▸ TASK PROMPT
For the data below, restate word for word only the lines from the line containing "Target: city skyline" through the line containing "Target: high-rise building", both ends included.

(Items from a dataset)

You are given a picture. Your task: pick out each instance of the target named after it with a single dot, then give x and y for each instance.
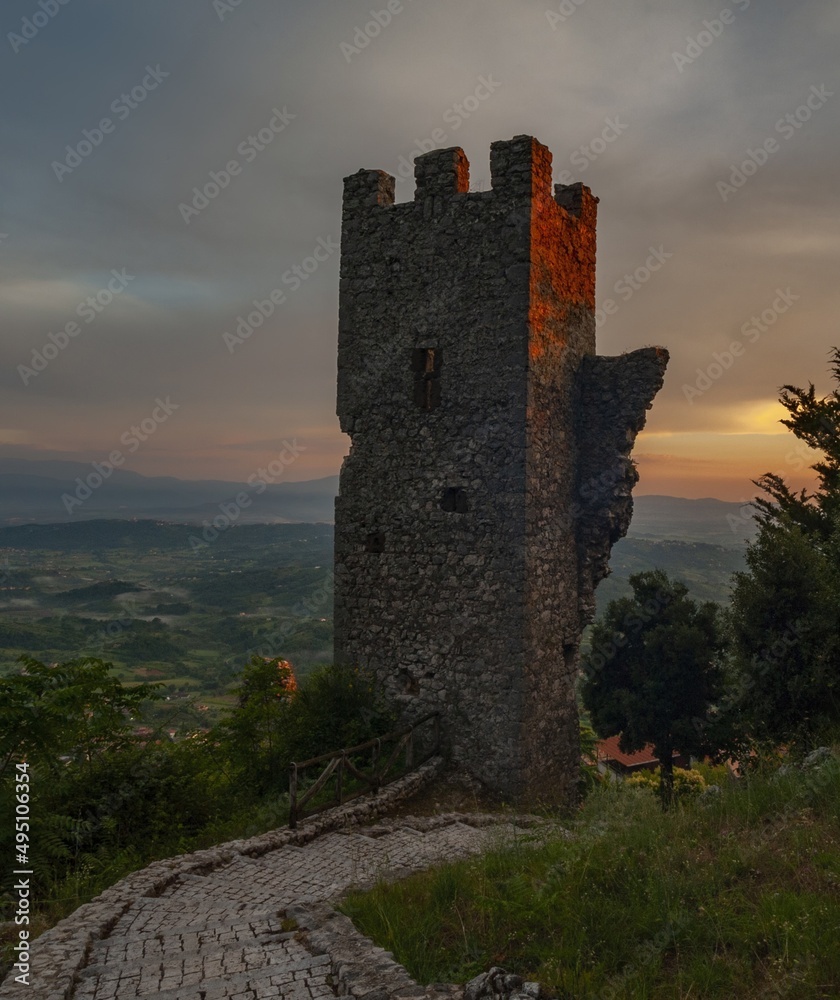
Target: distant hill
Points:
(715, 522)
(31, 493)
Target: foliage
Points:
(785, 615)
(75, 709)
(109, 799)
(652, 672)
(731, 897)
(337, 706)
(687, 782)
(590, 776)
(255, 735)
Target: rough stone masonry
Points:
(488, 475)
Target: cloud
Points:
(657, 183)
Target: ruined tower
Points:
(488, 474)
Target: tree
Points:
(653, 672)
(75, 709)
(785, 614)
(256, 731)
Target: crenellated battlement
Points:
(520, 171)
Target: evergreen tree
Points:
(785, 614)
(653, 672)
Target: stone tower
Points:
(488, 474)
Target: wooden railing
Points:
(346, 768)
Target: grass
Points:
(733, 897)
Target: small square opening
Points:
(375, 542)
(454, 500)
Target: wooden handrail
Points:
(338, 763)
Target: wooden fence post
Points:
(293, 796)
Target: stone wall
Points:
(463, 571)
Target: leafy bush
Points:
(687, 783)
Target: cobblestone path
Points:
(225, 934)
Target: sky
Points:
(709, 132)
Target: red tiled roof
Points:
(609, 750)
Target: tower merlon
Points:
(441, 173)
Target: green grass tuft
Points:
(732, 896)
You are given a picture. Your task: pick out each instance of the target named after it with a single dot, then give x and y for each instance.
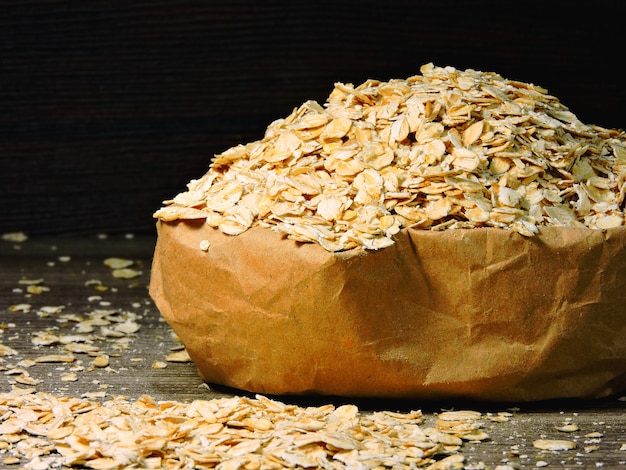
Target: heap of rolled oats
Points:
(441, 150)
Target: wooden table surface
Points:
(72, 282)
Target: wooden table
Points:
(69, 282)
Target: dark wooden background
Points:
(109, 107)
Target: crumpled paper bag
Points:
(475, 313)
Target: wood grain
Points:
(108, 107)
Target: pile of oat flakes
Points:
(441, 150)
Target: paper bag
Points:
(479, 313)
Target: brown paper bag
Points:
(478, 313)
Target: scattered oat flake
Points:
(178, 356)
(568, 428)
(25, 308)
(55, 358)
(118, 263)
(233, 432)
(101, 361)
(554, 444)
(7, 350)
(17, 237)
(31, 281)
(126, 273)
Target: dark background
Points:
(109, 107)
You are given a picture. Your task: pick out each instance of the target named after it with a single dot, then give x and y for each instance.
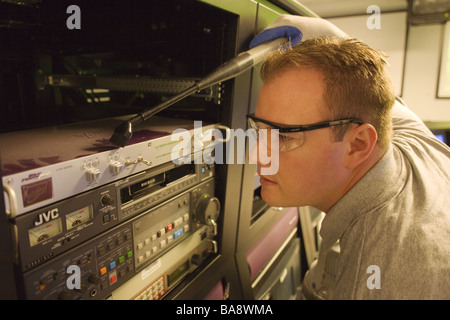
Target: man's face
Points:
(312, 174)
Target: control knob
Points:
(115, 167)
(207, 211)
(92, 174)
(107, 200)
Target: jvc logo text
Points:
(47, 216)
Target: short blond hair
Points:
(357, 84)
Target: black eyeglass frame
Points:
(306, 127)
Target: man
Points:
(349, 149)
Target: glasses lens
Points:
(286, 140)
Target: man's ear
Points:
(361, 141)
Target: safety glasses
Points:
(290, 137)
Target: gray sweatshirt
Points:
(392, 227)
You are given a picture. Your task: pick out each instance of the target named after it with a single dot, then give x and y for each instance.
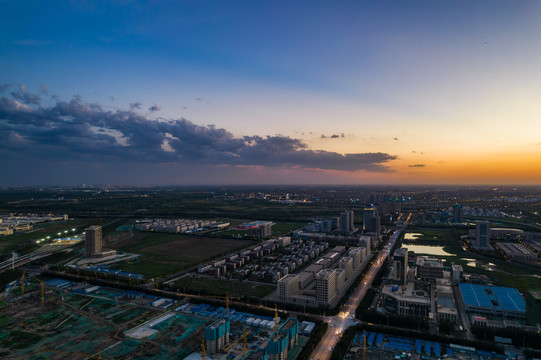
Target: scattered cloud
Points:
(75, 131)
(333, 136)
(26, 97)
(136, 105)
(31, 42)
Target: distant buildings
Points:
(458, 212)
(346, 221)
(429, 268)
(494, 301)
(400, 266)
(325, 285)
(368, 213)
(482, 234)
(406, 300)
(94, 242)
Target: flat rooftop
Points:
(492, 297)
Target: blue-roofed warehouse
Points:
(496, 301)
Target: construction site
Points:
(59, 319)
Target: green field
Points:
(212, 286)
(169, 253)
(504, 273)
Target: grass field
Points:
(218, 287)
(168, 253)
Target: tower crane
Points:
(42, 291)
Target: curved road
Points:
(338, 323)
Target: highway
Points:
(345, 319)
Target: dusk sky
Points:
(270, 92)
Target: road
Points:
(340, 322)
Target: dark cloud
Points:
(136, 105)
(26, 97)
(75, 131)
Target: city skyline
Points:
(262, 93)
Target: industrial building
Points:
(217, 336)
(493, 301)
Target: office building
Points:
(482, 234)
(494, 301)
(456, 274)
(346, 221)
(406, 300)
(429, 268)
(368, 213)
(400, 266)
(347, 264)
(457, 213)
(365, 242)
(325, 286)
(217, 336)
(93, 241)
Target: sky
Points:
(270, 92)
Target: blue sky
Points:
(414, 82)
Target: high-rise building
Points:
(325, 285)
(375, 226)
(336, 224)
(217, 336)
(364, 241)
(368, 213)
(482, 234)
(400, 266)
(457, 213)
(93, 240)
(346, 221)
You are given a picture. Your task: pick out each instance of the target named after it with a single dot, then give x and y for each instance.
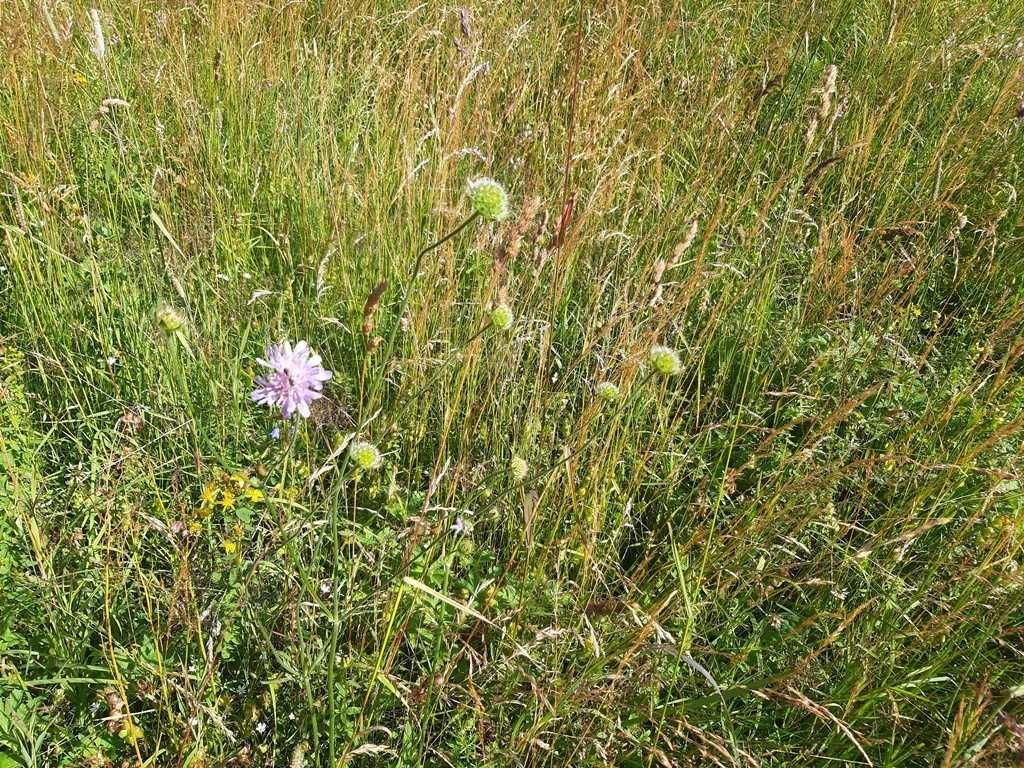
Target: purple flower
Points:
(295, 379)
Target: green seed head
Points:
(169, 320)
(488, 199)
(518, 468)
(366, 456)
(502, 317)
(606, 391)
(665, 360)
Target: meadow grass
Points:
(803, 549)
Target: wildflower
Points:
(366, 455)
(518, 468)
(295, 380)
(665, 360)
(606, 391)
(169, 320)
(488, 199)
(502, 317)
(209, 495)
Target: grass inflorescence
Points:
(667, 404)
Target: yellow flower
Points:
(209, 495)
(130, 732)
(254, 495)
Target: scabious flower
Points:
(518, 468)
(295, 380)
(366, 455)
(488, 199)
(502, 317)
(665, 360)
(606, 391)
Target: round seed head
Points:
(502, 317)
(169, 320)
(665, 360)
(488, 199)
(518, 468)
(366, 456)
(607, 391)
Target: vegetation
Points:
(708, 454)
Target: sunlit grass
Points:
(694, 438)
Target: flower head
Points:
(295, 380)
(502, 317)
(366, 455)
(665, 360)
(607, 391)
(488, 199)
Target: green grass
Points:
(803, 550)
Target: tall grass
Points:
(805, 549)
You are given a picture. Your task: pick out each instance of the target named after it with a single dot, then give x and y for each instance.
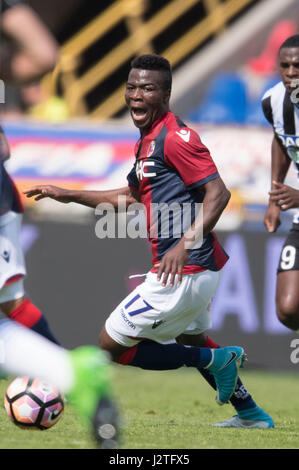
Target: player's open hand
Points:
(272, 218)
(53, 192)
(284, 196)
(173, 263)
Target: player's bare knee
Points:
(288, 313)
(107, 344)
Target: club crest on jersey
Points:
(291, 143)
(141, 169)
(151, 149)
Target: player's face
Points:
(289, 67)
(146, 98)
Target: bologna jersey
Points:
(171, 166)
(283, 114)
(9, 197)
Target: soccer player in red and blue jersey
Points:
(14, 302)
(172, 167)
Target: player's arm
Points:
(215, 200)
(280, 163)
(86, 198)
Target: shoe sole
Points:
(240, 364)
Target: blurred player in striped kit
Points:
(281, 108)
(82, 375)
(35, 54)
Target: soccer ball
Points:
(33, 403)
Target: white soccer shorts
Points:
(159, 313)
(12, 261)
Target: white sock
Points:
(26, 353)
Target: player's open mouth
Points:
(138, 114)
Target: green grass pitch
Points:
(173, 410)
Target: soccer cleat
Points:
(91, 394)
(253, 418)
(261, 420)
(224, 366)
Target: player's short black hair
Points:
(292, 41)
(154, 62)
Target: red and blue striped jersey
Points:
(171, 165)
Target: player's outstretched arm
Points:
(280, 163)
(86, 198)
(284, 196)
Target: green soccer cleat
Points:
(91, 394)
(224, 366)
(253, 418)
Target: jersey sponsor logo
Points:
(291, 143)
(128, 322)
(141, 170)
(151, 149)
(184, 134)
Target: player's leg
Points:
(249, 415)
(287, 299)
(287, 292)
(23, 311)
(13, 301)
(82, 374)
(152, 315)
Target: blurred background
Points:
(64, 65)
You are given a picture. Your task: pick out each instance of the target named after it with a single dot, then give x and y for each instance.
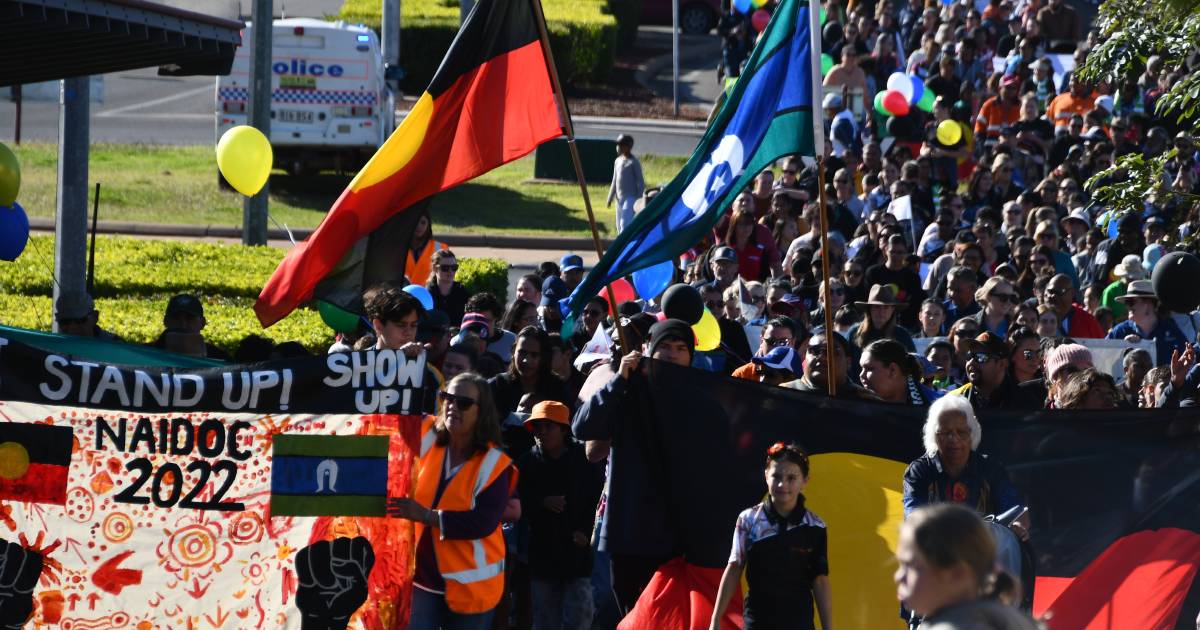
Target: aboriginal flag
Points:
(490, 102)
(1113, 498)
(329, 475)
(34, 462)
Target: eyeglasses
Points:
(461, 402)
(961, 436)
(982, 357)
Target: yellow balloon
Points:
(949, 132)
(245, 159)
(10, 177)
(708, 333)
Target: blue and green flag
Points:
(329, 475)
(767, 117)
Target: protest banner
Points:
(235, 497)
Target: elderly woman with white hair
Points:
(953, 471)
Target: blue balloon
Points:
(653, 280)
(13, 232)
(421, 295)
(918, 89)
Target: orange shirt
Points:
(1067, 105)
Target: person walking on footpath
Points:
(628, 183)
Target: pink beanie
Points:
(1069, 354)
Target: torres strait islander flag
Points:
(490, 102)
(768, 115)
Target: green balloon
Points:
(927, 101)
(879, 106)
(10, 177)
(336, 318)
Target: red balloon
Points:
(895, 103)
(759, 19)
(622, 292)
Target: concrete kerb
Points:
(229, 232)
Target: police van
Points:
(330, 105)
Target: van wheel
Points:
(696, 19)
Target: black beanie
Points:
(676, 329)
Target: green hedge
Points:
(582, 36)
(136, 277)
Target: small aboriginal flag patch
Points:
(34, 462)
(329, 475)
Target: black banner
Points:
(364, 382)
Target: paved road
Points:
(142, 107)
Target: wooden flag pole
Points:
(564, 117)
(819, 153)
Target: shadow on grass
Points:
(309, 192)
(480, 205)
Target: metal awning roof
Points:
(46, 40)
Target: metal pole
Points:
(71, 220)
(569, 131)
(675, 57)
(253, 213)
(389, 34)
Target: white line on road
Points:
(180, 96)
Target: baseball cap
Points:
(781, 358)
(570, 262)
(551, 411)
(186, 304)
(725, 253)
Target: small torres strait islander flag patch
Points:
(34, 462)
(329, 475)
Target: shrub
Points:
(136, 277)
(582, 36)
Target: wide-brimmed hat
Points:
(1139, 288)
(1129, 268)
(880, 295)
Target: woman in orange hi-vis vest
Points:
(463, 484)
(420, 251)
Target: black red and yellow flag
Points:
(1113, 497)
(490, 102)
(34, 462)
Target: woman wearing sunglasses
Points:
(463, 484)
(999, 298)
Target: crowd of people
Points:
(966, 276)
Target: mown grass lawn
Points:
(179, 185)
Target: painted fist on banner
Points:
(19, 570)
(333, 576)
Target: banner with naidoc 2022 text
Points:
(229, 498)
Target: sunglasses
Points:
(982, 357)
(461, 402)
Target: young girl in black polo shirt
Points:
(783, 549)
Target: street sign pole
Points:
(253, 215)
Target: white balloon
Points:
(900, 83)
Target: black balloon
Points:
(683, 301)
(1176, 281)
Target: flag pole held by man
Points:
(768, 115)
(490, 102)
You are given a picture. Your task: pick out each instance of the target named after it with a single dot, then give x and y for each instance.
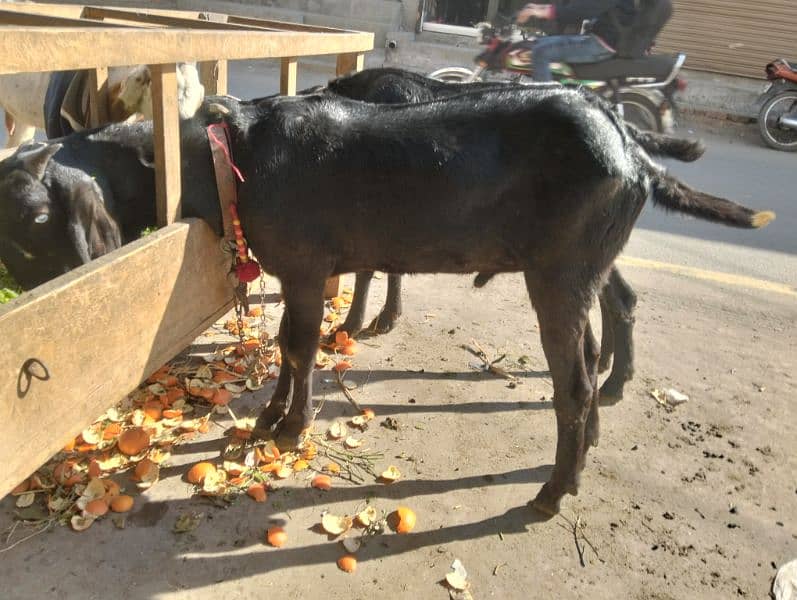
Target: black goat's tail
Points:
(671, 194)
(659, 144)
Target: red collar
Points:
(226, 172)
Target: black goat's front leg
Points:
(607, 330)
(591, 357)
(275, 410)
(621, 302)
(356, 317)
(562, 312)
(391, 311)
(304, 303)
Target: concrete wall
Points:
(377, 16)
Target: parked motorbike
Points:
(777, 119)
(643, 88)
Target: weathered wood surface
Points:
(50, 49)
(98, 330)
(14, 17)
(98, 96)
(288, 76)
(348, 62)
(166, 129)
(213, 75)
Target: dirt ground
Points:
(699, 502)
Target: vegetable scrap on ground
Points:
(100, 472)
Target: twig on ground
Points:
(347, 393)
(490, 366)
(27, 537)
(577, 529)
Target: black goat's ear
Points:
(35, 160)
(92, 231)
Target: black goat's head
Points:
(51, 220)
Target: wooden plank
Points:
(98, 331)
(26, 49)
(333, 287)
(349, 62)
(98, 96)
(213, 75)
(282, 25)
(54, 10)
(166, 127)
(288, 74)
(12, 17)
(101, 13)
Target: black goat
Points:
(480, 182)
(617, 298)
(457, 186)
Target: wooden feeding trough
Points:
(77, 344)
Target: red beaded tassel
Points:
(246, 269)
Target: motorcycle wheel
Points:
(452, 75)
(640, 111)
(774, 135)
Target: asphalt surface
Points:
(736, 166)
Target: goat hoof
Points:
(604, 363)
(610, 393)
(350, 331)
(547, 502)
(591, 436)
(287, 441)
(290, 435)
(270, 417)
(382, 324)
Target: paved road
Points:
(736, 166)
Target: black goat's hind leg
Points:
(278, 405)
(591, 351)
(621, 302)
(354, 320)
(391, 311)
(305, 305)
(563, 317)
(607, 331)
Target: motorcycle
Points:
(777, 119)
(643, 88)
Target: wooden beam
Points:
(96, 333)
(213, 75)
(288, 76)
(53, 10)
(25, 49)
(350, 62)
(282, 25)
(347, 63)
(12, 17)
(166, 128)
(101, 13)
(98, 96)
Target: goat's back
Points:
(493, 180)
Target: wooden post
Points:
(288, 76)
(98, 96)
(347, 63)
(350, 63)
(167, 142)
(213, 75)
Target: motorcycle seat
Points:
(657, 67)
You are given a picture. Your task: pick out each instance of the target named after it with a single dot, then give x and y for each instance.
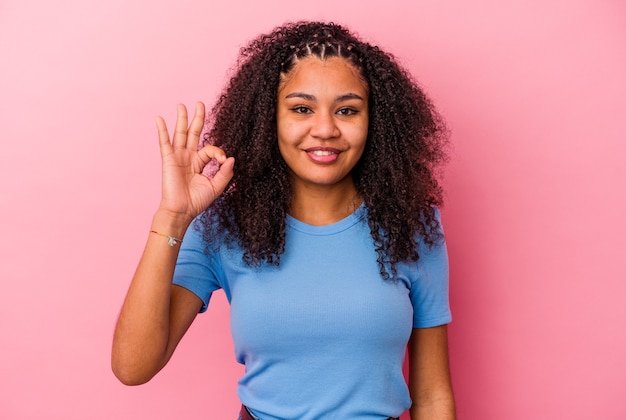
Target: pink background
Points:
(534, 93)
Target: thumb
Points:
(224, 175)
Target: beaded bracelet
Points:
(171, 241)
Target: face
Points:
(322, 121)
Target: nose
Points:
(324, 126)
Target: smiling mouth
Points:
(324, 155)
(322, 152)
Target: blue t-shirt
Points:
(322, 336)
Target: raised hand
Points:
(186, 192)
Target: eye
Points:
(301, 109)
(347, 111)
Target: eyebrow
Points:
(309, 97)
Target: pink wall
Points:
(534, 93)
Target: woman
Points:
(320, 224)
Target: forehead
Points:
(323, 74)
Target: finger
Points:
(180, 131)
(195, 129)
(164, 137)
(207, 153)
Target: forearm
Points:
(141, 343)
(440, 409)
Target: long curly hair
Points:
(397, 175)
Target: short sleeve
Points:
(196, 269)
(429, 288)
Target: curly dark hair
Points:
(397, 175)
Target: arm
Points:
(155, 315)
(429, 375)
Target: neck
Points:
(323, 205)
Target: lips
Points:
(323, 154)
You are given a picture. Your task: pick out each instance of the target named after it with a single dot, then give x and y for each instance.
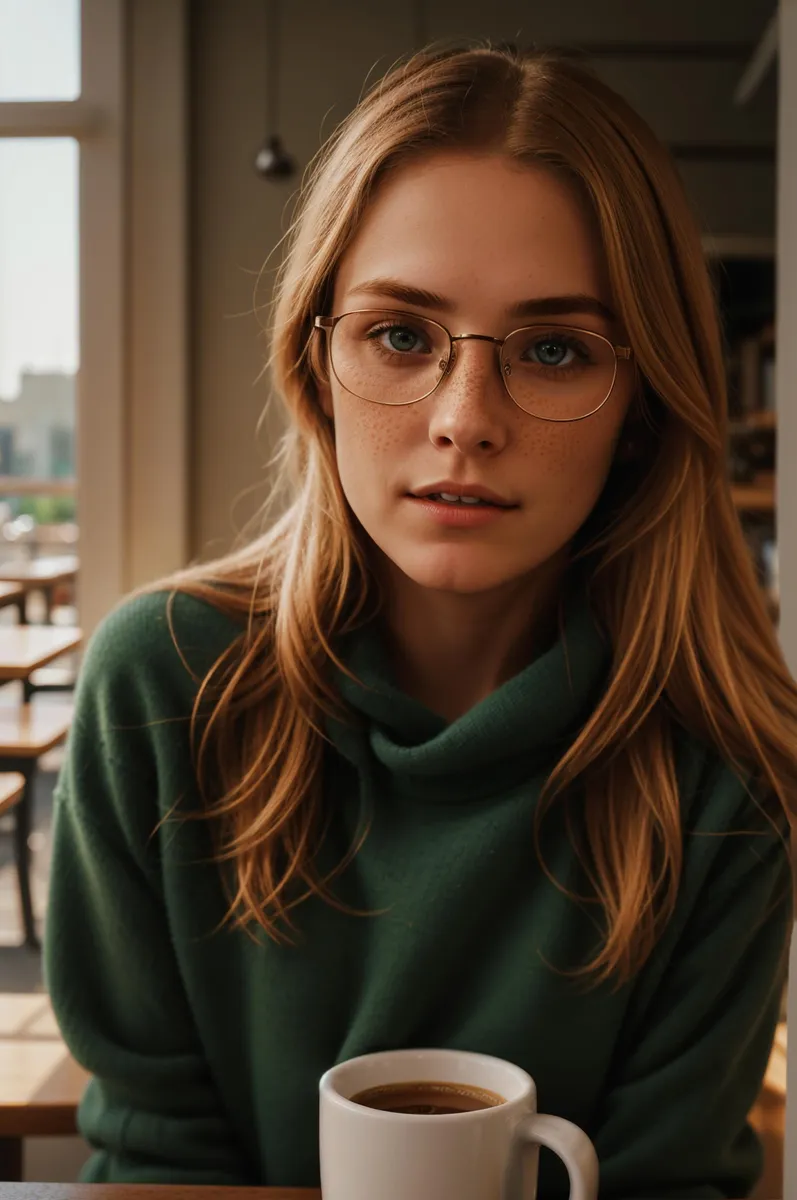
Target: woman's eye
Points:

▸ COMPLETED EXERCISE
Target: city skyline
Points:
(262, 93)
Target: industrial building
Points:
(217, 336)
(493, 301)
Target: office building
Points:
(482, 234)
(494, 301)
(456, 274)
(346, 221)
(406, 300)
(429, 268)
(368, 213)
(400, 266)
(347, 264)
(457, 213)
(365, 242)
(325, 286)
(217, 336)
(93, 241)
Target: sky
Points:
(270, 92)
Target: blue sky
Points:
(414, 82)
Target: high-rise building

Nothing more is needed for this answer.